In the copy, every line of the material that follows must appear exactly, and no pictures should.
:: PROVIDED DATA
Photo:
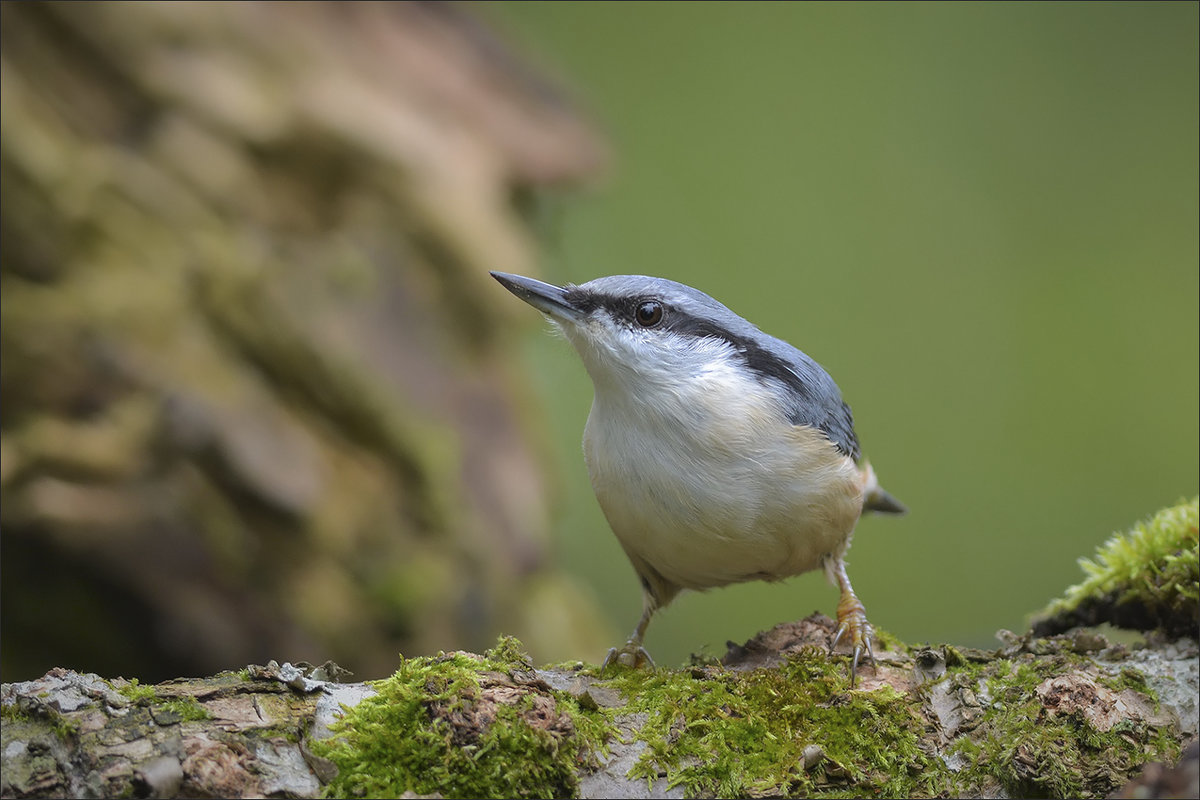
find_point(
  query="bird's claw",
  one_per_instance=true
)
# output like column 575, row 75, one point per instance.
column 631, row 655
column 857, row 631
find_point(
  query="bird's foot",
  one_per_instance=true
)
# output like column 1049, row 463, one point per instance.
column 631, row 655
column 853, row 627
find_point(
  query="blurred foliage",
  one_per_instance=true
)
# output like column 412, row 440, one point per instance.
column 1145, row 578
column 256, row 401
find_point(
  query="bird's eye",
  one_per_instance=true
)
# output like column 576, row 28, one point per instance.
column 648, row 314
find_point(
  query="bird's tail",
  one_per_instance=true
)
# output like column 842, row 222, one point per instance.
column 874, row 497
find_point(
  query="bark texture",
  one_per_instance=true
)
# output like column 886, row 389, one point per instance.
column 251, row 734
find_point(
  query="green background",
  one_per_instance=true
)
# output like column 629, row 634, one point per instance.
column 981, row 218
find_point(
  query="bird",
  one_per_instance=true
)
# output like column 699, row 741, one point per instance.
column 718, row 453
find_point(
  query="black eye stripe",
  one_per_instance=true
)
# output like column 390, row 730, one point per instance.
column 648, row 313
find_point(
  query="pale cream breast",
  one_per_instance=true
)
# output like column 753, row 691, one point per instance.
column 696, row 488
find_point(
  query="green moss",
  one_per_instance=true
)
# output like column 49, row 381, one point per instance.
column 1031, row 753
column 1150, row 575
column 744, row 734
column 463, row 727
column 186, row 708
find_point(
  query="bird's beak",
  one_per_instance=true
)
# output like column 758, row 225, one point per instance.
column 546, row 298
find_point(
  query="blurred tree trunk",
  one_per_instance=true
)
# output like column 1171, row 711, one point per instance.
column 257, row 398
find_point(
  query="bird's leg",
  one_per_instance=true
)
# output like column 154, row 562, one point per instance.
column 633, row 654
column 851, row 619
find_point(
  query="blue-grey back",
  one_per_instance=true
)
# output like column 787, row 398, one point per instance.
column 809, row 392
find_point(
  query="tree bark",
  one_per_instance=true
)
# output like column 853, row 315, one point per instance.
column 259, row 397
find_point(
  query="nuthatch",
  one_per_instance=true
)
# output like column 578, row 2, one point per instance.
column 718, row 453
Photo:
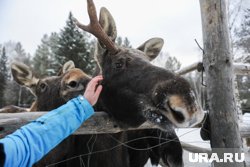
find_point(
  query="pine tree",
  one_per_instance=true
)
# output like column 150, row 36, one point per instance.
column 44, row 59
column 3, row 76
column 242, row 43
column 74, row 45
column 243, row 34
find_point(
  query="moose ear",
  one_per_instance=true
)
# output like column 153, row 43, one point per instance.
column 68, row 66
column 152, row 47
column 23, row 75
column 107, row 22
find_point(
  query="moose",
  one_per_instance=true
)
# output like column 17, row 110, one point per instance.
column 76, row 145
column 133, row 91
column 137, row 89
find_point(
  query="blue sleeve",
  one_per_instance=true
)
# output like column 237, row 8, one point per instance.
column 31, row 142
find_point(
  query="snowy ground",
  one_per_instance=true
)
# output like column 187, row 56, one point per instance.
column 190, row 136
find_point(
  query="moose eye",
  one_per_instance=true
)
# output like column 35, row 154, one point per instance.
column 43, row 86
column 118, row 65
column 72, row 84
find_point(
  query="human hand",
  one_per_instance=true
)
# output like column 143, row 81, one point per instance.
column 93, row 90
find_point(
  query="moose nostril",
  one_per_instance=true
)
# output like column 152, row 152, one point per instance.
column 73, row 84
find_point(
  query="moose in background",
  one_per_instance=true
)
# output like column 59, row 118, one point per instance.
column 133, row 91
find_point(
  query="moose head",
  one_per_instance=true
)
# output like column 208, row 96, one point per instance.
column 51, row 92
column 133, row 89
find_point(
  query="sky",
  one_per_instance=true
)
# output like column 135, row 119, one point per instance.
column 178, row 22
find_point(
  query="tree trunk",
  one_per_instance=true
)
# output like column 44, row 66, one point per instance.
column 218, row 64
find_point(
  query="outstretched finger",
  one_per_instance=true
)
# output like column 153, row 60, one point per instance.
column 98, row 91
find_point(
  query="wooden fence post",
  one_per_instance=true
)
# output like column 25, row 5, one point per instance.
column 218, row 64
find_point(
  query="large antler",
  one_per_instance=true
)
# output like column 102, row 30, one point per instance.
column 95, row 28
::::
■ **EXERCISE RESPONSE**
Photo:
find_point(
  query="bird's claw",
  one_per_instance=true
)
# output like column 575, row 75, one point per instance.
column 631, row 655
column 857, row 631
find_point(
  query="bird's foot",
  one_per_instance=true
)
# output like column 1049, row 463, one point per instance.
column 631, row 655
column 853, row 627
find_point(
  query="blurred foliage",
  one_per_instance=true
)
# output like column 412, row 440, one point per instance.
column 1145, row 578
column 256, row 401
find_point(
  query="bird's eye",
  one_per_instance=true
)
# output like column 576, row 28, one point per instance.
column 648, row 314
find_point(
  query="bird's tail",
  one_per_instance=true
)
# output like column 842, row 222, one point per instance.
column 874, row 497
find_point(
  query="bark texture",
  one_per_instance=true
)
# output like column 886, row 389, one point per instance.
column 251, row 734
find_point(
  query="green background",
  one_per_instance=true
)
# output like column 629, row 634, one point per instance.
column 981, row 218
find_point(
  query="bird",
  one_per_instance=true
)
# output like column 699, row 741, one point per instance.
column 718, row 453
find_point(
  query="black eye stripe",
  one_per_instance=true
)
# output like column 390, row 730, one point per instance.
column 648, row 313
find_point(
  query="pale cream breast",
  one_per_instance=true
)
# output like column 753, row 691, one point per instance.
column 696, row 488
find_point(
  query="green moss",
  one_per_instance=true
)
# output like column 49, row 381, one point per instance.
column 1031, row 753
column 1150, row 575
column 744, row 734
column 463, row 727
column 186, row 708
find_point(
  query="bird's beak",
  one_per_instance=true
)
# output like column 758, row 225, one point per instance.
column 546, row 298
find_point(
  query="blurred tree trunk",
  one_per_instance=true
)
# output like column 1171, row 711, one point per instance.
column 257, row 398
find_point(
  query="bird's leg",
  one_per_instance=true
)
# output like column 154, row 562, one point per instance.
column 633, row 654
column 851, row 619
find_point(
  query="blue-grey back",
  one_per_instance=true
)
# output like column 787, row 398, one point per instance.
column 809, row 392
find_point(
  query="tree bark",
  one_per_instance=true
)
# output like column 853, row 315, one point per instance.
column 259, row 397
find_point(
  query="nuthatch",
  one_per_instance=true
)
# output like column 578, row 2, one point per instance.
column 718, row 453
Photo:
find_point(
  query="pine tree",
  one_per_instance=true
)
# output like column 150, row 36, one point per instance.
column 44, row 59
column 3, row 76
column 242, row 43
column 74, row 45
column 243, row 34
find_point(
  query="moose ear",
  one_per_instance=true
)
# output like column 153, row 43, one point per instance.
column 68, row 66
column 152, row 47
column 23, row 75
column 107, row 22
find_point(
  query="moose",
  one_per_instance=true
)
# output like column 17, row 110, one point per instance.
column 76, row 145
column 133, row 91
column 137, row 89
find_point(
  query="blue sleeve",
  one_per_instance=true
)
# output like column 237, row 8, one point per instance.
column 31, row 142
find_point(
  query="snowy ground",
  one_per_instance=true
)
# output like column 187, row 56, one point per instance.
column 190, row 136
find_point(
  query="moose eye",
  one_per_instance=true
)
# output like column 35, row 154, one point per instance.
column 43, row 86
column 118, row 65
column 72, row 84
find_point(
  query="human hand",
  one_per_instance=true
)
# output like column 143, row 81, one point per instance.
column 93, row 90
find_point(
  query="moose nostril",
  one_per_instance=true
)
# output like column 152, row 152, one point per instance.
column 73, row 84
find_point(
  query="moose in background",
  one_per_instance=true
)
# output like column 59, row 118, one point per instance.
column 133, row 91
find_point(
  query="moose head",
  one_per_instance=true
)
# output like column 208, row 96, one point per instance.
column 51, row 92
column 133, row 89
find_point(
  query="sky",
  one_per_instance=true
)
# output like column 135, row 119, one point per instance.
column 178, row 22
find_point(
  query="tree trunk",
  one_per_instance=true
)
# output like column 44, row 66, one point per instance.
column 218, row 64
find_point(
  query="outstretched finger",
  one_per_instance=true
)
# output like column 153, row 60, one point per instance.
column 98, row 91
find_point(
  query="wooden fence post",
  one_per_instance=true
)
# output like column 25, row 5, one point per instance.
column 218, row 64
find_point(
  query="large antler",
  one_per_instance=true
)
# output like column 102, row 30, one point per instance.
column 95, row 28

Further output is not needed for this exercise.